WORK INSTRUCTIONS. Extract the lines verbatim, starting at the line containing "Question: Report the bounding box of the wheel" and continuing through the final line. Omit the pictures from your output.

RAW RECORDS.
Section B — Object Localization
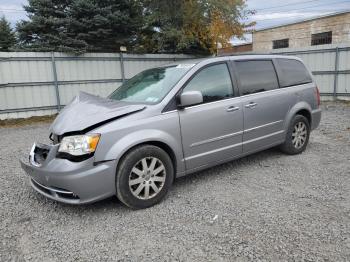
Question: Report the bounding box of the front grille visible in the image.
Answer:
[31,179,80,200]
[49,133,62,145]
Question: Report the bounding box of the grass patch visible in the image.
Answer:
[0,114,57,128]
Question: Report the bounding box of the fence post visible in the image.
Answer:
[51,52,61,112]
[333,47,339,99]
[119,52,125,83]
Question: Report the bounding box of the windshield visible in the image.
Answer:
[109,64,193,104]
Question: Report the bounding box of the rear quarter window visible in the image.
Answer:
[277,58,312,87]
[235,60,279,95]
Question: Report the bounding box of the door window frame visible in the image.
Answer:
[172,60,239,111]
[231,58,281,97]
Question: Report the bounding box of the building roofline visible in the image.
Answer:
[253,10,350,34]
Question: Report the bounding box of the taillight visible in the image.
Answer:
[315,86,321,106]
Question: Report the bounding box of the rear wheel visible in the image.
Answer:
[116,145,174,209]
[280,115,310,155]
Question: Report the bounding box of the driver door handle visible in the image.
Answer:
[226,106,239,112]
[245,102,258,108]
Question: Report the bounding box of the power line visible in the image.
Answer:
[256,0,350,21]
[0,8,26,12]
[255,0,320,11]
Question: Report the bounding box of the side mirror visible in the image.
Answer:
[179,91,203,108]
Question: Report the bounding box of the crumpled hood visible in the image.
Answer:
[50,92,145,135]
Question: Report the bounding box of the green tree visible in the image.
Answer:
[17,0,142,53]
[0,16,16,51]
[140,0,254,54]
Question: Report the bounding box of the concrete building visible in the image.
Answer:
[253,11,350,52]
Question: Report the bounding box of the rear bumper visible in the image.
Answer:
[20,158,116,204]
[311,108,322,130]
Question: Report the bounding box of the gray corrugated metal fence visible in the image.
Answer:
[0,45,350,119]
[0,52,192,119]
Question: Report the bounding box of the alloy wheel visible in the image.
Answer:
[129,157,166,200]
[292,122,307,149]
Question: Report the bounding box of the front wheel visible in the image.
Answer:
[116,145,174,209]
[280,115,310,155]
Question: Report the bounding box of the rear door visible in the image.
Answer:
[234,60,291,153]
[179,62,243,170]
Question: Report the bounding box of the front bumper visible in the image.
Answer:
[20,142,116,204]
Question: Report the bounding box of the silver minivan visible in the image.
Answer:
[21,55,321,209]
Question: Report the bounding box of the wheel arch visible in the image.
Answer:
[284,101,312,136]
[117,140,178,178]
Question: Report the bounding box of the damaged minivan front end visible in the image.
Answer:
[21,92,145,204]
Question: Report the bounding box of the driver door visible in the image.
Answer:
[179,62,243,170]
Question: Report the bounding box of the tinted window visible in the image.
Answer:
[235,60,278,95]
[277,58,312,87]
[311,31,332,45]
[184,64,233,103]
[272,38,289,49]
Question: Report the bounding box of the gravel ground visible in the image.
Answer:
[0,104,350,261]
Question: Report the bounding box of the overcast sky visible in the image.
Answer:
[0,0,350,43]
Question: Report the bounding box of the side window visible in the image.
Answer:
[277,58,312,87]
[235,60,278,95]
[184,64,233,103]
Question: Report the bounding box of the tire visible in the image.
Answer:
[116,145,174,209]
[280,115,310,155]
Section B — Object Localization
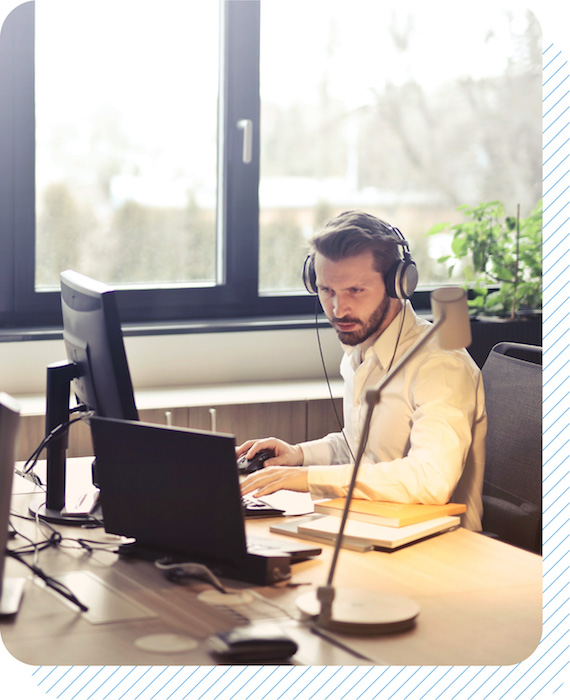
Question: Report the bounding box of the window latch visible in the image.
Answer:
[237,119,253,163]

COMPLETE RESPONSE.
Question: Report the bounding box of the wheel arch visible in the image.
Answer:
[284,101,312,136]
[117,140,178,178]
Question: Report the bounding box of the damaged minivan front end visible in the image.
Answer:
[21,92,145,204]
Question: Report the bounding box of the driver door visible in the image.
Answer:
[179,62,243,170]
Question: Report the bounding box of the tinted window visible in the image.
Answer:
[235,60,278,95]
[277,58,312,87]
[311,31,332,45]
[184,64,233,103]
[272,38,289,49]
Question: Report the bounding box of the gravel ground visible in the image.
Answer:
[0,104,350,261]
Question: Report the bounding box of the overcast sky visible in the image.
Answer:
[0,0,350,43]
Question: Report the bounding box of the side window visible in the image.
Answer:
[277,58,312,87]
[235,60,278,95]
[184,64,233,103]
Question: Report the bounding box of the tire visible in the image.
Answer:
[116,145,174,209]
[280,115,310,155]
Section B — Object Localization
Question: Report the bounding box of the window latch visible in the image.
Answer:
[237,119,253,163]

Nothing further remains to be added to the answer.